** Start of RECORDS SHOWN **

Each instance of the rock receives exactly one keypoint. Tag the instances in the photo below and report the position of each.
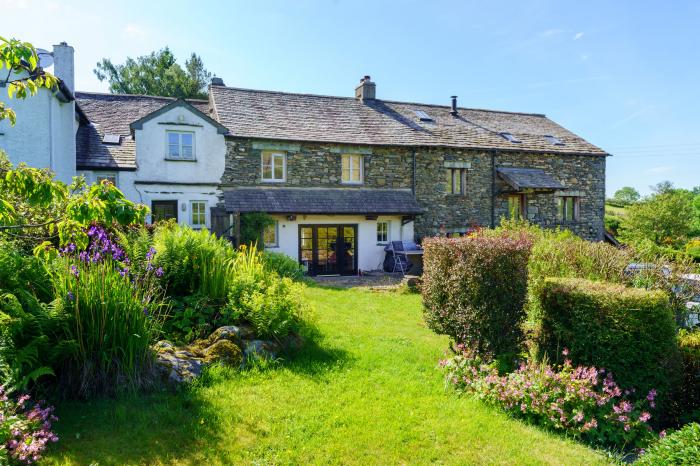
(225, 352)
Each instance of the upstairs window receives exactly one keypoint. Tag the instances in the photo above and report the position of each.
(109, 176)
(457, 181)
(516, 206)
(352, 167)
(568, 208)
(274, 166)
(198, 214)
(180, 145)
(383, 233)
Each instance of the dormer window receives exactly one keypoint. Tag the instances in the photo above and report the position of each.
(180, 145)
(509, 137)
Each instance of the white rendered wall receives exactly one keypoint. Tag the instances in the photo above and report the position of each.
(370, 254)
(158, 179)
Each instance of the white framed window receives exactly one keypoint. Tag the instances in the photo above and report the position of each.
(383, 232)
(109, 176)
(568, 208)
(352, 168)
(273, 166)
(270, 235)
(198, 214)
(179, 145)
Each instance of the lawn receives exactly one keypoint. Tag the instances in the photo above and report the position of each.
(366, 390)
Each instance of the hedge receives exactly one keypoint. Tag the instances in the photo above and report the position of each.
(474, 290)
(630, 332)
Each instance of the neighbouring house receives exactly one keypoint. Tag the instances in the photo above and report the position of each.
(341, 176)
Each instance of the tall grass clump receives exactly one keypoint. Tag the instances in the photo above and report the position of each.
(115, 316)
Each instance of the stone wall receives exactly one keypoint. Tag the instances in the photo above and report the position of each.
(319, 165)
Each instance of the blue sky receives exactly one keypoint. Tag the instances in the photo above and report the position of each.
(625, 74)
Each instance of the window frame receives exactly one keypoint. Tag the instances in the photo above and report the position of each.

** End of RECORDS SHOWN **
** Start of RECORDS SHOWN **

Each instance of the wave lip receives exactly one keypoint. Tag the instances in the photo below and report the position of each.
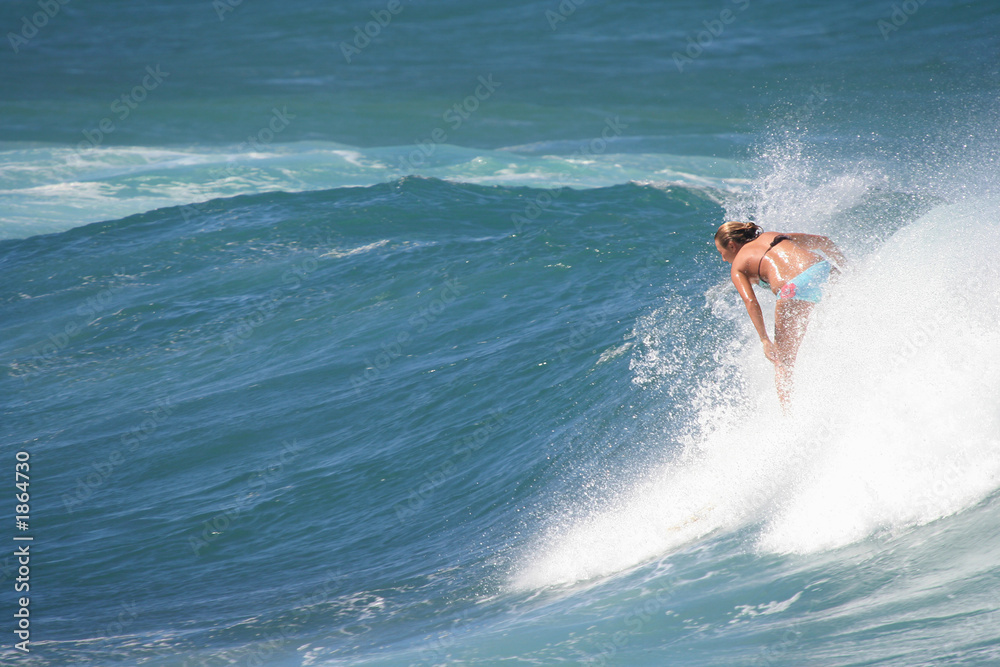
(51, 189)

** End of RECORDS SHOWN **
** Start of RECORDS SHOWN **

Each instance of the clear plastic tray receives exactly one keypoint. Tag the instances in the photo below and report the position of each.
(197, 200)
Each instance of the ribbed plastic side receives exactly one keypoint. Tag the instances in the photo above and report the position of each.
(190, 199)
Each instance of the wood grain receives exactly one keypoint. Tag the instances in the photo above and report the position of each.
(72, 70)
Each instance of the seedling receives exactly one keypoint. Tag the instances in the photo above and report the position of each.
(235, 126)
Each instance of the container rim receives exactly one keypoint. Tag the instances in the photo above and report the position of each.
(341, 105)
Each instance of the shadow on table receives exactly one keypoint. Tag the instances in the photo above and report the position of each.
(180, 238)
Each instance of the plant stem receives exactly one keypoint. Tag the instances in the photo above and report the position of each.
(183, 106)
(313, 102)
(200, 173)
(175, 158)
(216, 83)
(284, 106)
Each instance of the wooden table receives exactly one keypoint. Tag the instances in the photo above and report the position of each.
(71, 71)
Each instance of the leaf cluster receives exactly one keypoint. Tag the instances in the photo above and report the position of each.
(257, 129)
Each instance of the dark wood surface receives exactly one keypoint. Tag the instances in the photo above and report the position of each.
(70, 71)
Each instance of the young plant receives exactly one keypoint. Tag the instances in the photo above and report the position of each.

** End of RECORDS SHOWN **

> **EXERCISE**: Reformat the rows above, from the line containing "Each instance of the neighbouring" through the line containing "Each instance of the window", as a numbered list with blank lines omitted.

> **SOLUTION**:
1. Each instance of the neighbouring house receives exactly one keypoint. Tag the instances in the photo above and report the position of each.
2. (341, 176)
3. Each instance of the tall grass clump receives exactly one keypoint. Tag the instances in the photo above and report the position of each.
4. (115, 316)
5. Each instance of the stone wall receives exactly one keypoint. Tag the instances in the photo above and report the position of each.
6. (319, 165)
7. Each instance of the blue sky receives exactly one keypoint. Tag the instances in the photo above and report the position of each.
8. (625, 74)
9. Each instance of the window frame receives exactly one keypoint. Tag the instances in the photo above and report the position of each.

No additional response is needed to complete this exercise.